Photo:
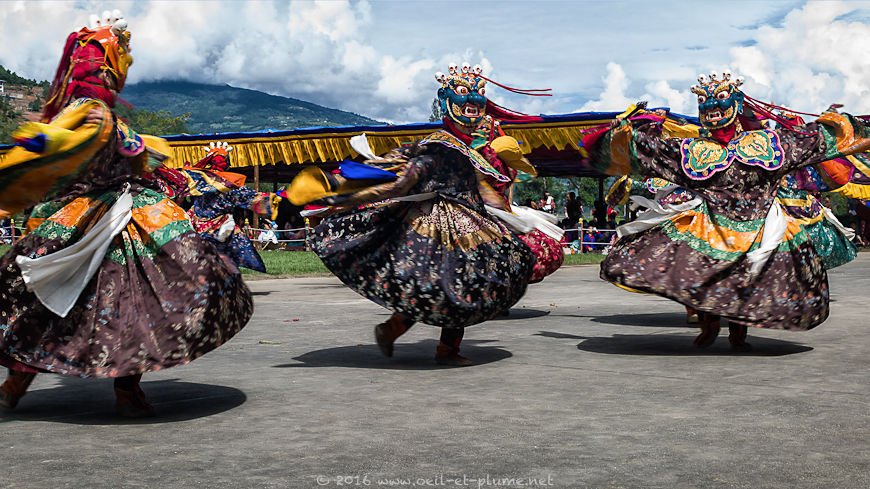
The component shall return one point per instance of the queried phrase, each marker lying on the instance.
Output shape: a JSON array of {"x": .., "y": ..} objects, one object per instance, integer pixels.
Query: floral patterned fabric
[
  {"x": 699, "y": 258},
  {"x": 548, "y": 254},
  {"x": 441, "y": 261},
  {"x": 162, "y": 296}
]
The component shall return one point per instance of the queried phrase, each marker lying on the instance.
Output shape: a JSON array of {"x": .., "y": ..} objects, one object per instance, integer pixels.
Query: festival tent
[{"x": 550, "y": 142}]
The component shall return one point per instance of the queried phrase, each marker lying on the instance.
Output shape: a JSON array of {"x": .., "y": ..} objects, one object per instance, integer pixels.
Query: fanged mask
[
  {"x": 461, "y": 94},
  {"x": 719, "y": 100}
]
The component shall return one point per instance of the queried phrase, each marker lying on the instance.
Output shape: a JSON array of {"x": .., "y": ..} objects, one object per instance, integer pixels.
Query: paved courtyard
[{"x": 583, "y": 385}]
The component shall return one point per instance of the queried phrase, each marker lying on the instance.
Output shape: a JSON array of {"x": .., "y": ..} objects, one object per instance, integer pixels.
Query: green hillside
[{"x": 222, "y": 108}]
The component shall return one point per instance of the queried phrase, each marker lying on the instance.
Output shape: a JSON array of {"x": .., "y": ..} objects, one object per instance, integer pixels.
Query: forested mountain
[{"x": 222, "y": 108}]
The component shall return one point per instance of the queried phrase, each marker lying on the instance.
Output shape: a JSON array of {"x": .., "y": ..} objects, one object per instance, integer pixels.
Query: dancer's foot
[
  {"x": 14, "y": 388},
  {"x": 737, "y": 338},
  {"x": 709, "y": 330},
  {"x": 133, "y": 404},
  {"x": 449, "y": 356},
  {"x": 387, "y": 332},
  {"x": 691, "y": 316}
]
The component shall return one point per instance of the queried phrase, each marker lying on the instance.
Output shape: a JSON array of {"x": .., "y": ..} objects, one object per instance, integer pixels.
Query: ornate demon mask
[
  {"x": 719, "y": 100},
  {"x": 461, "y": 94}
]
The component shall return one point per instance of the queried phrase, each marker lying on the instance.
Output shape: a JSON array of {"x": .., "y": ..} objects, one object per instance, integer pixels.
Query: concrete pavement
[{"x": 584, "y": 385}]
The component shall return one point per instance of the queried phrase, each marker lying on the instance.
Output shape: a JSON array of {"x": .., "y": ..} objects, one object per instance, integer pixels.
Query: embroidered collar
[
  {"x": 445, "y": 138},
  {"x": 703, "y": 157}
]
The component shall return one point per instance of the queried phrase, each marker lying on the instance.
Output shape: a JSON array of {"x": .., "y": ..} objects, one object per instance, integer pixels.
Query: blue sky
[{"x": 378, "y": 58}]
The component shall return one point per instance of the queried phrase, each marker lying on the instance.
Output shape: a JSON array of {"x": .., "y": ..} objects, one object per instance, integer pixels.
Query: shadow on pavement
[
  {"x": 407, "y": 356},
  {"x": 681, "y": 345},
  {"x": 563, "y": 336},
  {"x": 92, "y": 402},
  {"x": 660, "y": 319},
  {"x": 521, "y": 313}
]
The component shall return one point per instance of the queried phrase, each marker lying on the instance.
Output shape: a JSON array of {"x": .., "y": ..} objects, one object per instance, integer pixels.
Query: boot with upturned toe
[
  {"x": 449, "y": 356},
  {"x": 709, "y": 324},
  {"x": 389, "y": 331},
  {"x": 737, "y": 338}
]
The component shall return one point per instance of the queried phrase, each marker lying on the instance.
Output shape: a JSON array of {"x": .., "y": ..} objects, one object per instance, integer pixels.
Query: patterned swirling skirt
[
  {"x": 700, "y": 260},
  {"x": 548, "y": 252},
  {"x": 161, "y": 297},
  {"x": 437, "y": 262}
]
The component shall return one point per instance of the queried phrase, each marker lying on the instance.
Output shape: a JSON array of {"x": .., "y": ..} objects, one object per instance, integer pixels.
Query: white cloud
[
  {"x": 613, "y": 97},
  {"x": 378, "y": 58}
]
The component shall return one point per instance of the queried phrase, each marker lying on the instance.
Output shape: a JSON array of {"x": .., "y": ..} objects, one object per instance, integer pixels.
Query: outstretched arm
[{"x": 636, "y": 145}]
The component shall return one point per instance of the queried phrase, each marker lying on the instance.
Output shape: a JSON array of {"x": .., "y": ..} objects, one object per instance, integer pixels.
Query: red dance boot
[
  {"x": 737, "y": 338},
  {"x": 447, "y": 352},
  {"x": 389, "y": 331},
  {"x": 131, "y": 403},
  {"x": 14, "y": 388},
  {"x": 709, "y": 324}
]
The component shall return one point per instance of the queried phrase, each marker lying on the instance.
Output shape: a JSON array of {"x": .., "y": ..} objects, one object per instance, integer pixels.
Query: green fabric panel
[
  {"x": 170, "y": 231},
  {"x": 52, "y": 230}
]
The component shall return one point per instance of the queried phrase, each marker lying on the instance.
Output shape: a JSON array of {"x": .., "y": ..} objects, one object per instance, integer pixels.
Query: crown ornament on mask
[
  {"x": 462, "y": 95},
  {"x": 110, "y": 30},
  {"x": 720, "y": 100}
]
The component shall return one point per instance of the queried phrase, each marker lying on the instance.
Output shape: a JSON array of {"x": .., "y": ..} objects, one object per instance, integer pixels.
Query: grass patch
[
  {"x": 283, "y": 263},
  {"x": 585, "y": 258}
]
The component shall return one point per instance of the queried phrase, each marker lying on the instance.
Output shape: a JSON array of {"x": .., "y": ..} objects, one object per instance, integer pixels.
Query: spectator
[
  {"x": 548, "y": 203},
  {"x": 599, "y": 212},
  {"x": 572, "y": 213}
]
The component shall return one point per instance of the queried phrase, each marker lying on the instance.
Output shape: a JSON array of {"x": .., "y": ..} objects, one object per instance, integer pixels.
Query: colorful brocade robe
[{"x": 737, "y": 182}]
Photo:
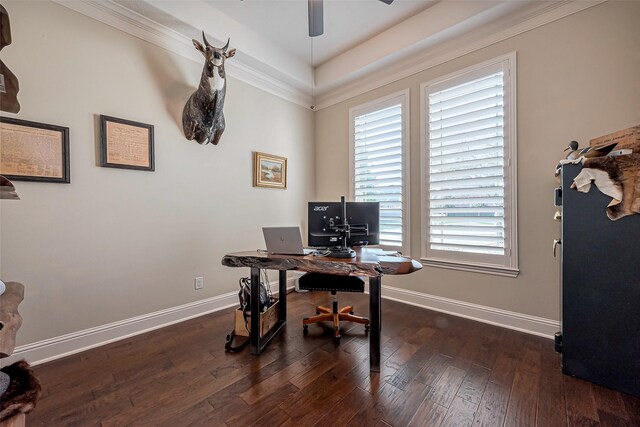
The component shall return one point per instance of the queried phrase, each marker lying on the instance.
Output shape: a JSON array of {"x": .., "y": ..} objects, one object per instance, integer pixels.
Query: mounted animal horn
[{"x": 206, "y": 43}]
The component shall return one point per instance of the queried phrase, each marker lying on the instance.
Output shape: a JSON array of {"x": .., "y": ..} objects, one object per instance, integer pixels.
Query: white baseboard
[
  {"x": 66, "y": 345},
  {"x": 507, "y": 319}
]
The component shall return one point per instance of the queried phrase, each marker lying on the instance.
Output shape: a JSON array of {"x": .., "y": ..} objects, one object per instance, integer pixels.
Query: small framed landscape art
[
  {"x": 126, "y": 144},
  {"x": 31, "y": 151},
  {"x": 269, "y": 171}
]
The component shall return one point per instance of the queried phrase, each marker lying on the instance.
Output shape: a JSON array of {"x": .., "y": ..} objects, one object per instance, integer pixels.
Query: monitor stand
■ ■ ■ ■
Directions for this task:
Using the material above, return every line exactly as it appears, minus the pictures.

Solution to the exercise:
Photo:
The component shall return one point per instance of the queried phrase, each marker lying on the instance.
Output shape: a JSON array of {"x": .., "y": ..} objects, one object per instance, integer pixels.
Query: floral patterned fabric
[
  {"x": 699, "y": 258},
  {"x": 548, "y": 254},
  {"x": 441, "y": 261},
  {"x": 162, "y": 296}
]
The component shall return one point per instance of the queried phrase, each marker lying on the instance.
Output shape: a JSON array of {"x": .., "y": ..} objects, one object per instance, integer pixels.
Query: festival tent
[{"x": 550, "y": 142}]
The component shall return one point per instance of the queried phrase, each marker lying on the instance.
Output shape: a JSON array of {"x": .., "y": ..} objects, one object per instance, integer pixels.
Query: fanged mask
[
  {"x": 461, "y": 94},
  {"x": 719, "y": 100}
]
The component shall return one point per instance of the queried phrase, each marker lying on the instance.
Output shape: a JSON array of {"x": .., "y": ..} objects, one object per instance, integer pixels.
Query: paved courtyard
[{"x": 583, "y": 385}]
The component shall return one point per instance of the queried phrase, each marker lying on the instance.
Output shape: a JSON array of {"x": .., "y": ..} objects, one object per instance, integer pixels.
Query: green hillside
[{"x": 222, "y": 108}]
The component shall return one point per instance of the queried phrase, each marker lying on the instance.
Output shape: a JSON array of {"x": .., "y": ..} objects, one object per instance, integer pixels.
Query: forested mountain
[{"x": 222, "y": 108}]
The component shall return one point per instance of the queried phrase, each marker lying on the instance.
Output shape: a JSON array of {"x": .., "y": ..} objects, one object per instance, integer pixels.
Query: dancer's foot
[
  {"x": 14, "y": 388},
  {"x": 737, "y": 338},
  {"x": 709, "y": 330},
  {"x": 133, "y": 404},
  {"x": 449, "y": 356},
  {"x": 387, "y": 332},
  {"x": 691, "y": 316}
]
The component shall return one point per instance of the queried phrase, each marker lying on the instance.
Output shape: a JSON array of {"x": .., "y": ..} objects, one object per instance, integer pixels.
Query: ornate demon mask
[
  {"x": 719, "y": 100},
  {"x": 461, "y": 94}
]
The component shall return one point per instance of the queried phrase, each marker lying on the instance.
Output shape: a JSON array of {"x": .., "y": ..} objects, one object per instance, integer pixels.
Query: concrete pavement
[{"x": 584, "y": 385}]
The component shall return one point per instance of the queried phrase, each marker lying on the instance.
Output shape: a JSON array of {"x": .., "y": ..} objects, one object per instance, integer pixels.
Query: embroidered collar
[
  {"x": 445, "y": 138},
  {"x": 703, "y": 157}
]
The component shall return one point per instance of the queried phrase, each marker lying on the instance.
Output shape: a JSON array of {"x": .., "y": ..} objects, one object per instance, integer pixels.
Query: blue sky
[{"x": 378, "y": 58}]
The component shall return one point per instance of the queried phrase, each marker lying on the instance.
Output shape: a JSON array of {"x": .., "y": ..} objects, one object per instance, integer pixels.
Query: shadow on pavement
[
  {"x": 407, "y": 356},
  {"x": 681, "y": 345},
  {"x": 563, "y": 336},
  {"x": 92, "y": 402},
  {"x": 660, "y": 319},
  {"x": 521, "y": 313}
]
The component shall return one point per instance of the queried phrase, each marker lying on the instance.
Output shape: a JSON array of {"x": .., "y": ..} objects, one object per instance, integer pixels.
Query: boot with upturned toe
[
  {"x": 449, "y": 356},
  {"x": 709, "y": 324},
  {"x": 389, "y": 331},
  {"x": 737, "y": 338}
]
The component shall return one point per instance of the queried phrase, each marker lying on the instance.
Output shape: a JSON array of {"x": .., "y": ..} objects, one object per instance, integer pixels.
Query: patterned swirling skirt
[
  {"x": 700, "y": 260},
  {"x": 548, "y": 252},
  {"x": 161, "y": 297},
  {"x": 437, "y": 262}
]
The component shall return one point per instance of the queried phrase, each marker lying on the instance.
Output shape: a JSON array of {"x": .., "y": ..} objects, one object per instance, integer pixels.
Query: white cloud
[
  {"x": 613, "y": 97},
  {"x": 378, "y": 58}
]
The component shall return one point per instance of the queried phrase, each marker lying on the instance.
Output shape: a JSON array of {"x": .., "y": ..} objects, one object per instance, integer pixels.
Query: outstretched arm
[{"x": 636, "y": 145}]
The component shall return one point per instance of the queried phrase, each marker lying on the instance.
Output shape: a JSON array of {"x": .., "y": ..} objects, one object per instance, integer pixels.
Query: red dance boot
[
  {"x": 737, "y": 338},
  {"x": 447, "y": 352},
  {"x": 389, "y": 331},
  {"x": 131, "y": 403},
  {"x": 14, "y": 388},
  {"x": 709, "y": 324}
]
The component shall return one point per instance of the queried phrase, each marker lying on the instance.
Output shape: a JSON array of {"x": .., "y": ..} objects, one object per instance, integer pixels.
Query: green fabric panel
[
  {"x": 170, "y": 231},
  {"x": 52, "y": 230}
]
The component shall return one point per instance of the queried phrase, each marker lying on the instance.
Output shape: a JSON array of {"x": .., "y": ..} objects, one object per instance, integer pixels.
Query: crown ornament on mask
[
  {"x": 462, "y": 95},
  {"x": 110, "y": 30},
  {"x": 720, "y": 100}
]
The component shall return one point per instance of the queried phrase, each marker lying on the instance.
Output shape: a JSON array of {"x": .., "y": ..} objects, one object per instance, integer pixels.
Query: grass patch
[
  {"x": 283, "y": 263},
  {"x": 585, "y": 258}
]
The component shall return one point per instance of the queried phrase, each marker lying on the instance.
Output shape: a JSON array of {"x": .., "y": ..} objects, one object per instance, integer pixels.
Query: spectator
[
  {"x": 548, "y": 203},
  {"x": 599, "y": 212},
  {"x": 572, "y": 213}
]
The component shall return one point per instance of the queried phrase, each marker lying on the instance.
Output shape: a JSON array of {"x": .., "y": ..} objects, one object per instance, integer pixels.
Query: colorful brocade robe
[{"x": 737, "y": 182}]
Photo:
The component shall return one point per instance of the queried phrase, each marker lying on the instance.
Output shape: a JSON array of {"x": .., "y": ..} objects, one object per instance, integer pixels.
Query: mounted animal horn
[{"x": 206, "y": 43}]
The component shall return one point per instance of the queried phrase, each marker lying on the instance.
Output shape: a JSON array of {"x": .., "y": ..} objects, one object per instance, integer pixels.
Query: white baseboard
[
  {"x": 66, "y": 345},
  {"x": 507, "y": 319}
]
The component shall return one point per instance of the queried phrase, each marker lying on the instance.
Output shape: a JSON array of {"x": .., "y": ..} objects, one object per instance, integer pixels.
Query: small framed landscape art
[
  {"x": 126, "y": 144},
  {"x": 31, "y": 151},
  {"x": 269, "y": 171}
]
The component shall return one point per instance of the queried phrase, each marker lying on the instance.
Output shape: a JSON array of {"x": .., "y": ..} objects, one object per instance, integer pixels.
Query: monitor stand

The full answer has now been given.